Objective
Reproduce everything from the first line down to the line containing "point(139, 1136)", requests included. Multiply each point coordinate in the answers by 1.55 and round to whole numbers, with halves rounded up.

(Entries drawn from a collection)
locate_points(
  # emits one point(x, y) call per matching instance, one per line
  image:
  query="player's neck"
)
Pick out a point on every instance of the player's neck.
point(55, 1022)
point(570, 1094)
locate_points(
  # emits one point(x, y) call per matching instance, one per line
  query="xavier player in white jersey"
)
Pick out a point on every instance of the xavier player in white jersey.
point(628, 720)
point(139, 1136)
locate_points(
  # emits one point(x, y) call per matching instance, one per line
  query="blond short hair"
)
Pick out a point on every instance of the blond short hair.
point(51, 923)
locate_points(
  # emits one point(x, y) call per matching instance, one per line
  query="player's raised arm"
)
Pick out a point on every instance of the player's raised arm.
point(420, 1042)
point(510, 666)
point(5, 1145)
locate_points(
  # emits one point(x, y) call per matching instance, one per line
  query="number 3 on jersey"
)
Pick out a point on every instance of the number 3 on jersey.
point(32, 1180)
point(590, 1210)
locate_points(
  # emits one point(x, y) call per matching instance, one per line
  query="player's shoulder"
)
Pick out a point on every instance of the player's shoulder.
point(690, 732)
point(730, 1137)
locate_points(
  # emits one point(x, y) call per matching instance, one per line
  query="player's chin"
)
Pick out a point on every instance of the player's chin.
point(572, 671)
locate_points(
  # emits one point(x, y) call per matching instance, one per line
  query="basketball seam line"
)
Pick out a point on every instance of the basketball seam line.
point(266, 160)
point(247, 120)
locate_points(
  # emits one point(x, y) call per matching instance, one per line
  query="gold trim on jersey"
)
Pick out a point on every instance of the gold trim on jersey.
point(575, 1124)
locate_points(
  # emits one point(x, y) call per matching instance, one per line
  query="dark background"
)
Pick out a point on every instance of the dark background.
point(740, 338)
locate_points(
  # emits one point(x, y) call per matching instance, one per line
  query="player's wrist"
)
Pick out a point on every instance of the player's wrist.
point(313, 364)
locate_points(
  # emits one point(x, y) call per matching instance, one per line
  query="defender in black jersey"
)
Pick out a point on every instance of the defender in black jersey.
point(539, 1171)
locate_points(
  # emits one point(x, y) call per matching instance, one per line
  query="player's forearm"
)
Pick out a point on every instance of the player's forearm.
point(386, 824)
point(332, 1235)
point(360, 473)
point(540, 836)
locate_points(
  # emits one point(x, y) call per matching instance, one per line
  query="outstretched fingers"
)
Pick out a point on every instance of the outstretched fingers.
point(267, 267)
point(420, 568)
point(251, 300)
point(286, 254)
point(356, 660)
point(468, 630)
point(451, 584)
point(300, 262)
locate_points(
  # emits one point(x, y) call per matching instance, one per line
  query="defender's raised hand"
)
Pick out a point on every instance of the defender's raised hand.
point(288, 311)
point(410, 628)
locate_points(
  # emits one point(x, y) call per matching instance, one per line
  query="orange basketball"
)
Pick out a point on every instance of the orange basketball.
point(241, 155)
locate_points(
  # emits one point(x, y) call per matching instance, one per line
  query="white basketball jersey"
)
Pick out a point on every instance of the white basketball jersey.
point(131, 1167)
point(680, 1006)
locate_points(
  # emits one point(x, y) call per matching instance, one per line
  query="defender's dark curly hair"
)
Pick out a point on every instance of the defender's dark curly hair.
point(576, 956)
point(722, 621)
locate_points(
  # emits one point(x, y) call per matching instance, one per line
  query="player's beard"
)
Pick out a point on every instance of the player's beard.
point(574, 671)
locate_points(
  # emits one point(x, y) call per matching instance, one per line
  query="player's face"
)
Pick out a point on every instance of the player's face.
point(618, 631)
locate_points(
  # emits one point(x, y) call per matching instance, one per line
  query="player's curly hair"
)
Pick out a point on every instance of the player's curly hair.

Correct result
locate_points(
  # emits one point(x, y) call per matching instance, one per line
  image:
  query="player's neck"
)
Pick out a point on every instance of the player's neck.
point(85, 1584)
point(884, 1696)
locate_points(
  # emits one point(x, y) call per matching instance, one per line
  query="xavier player in white jersey"
)
Pick out a point on every instance of the xavier player in white jersey.
point(973, 1116)
point(215, 1761)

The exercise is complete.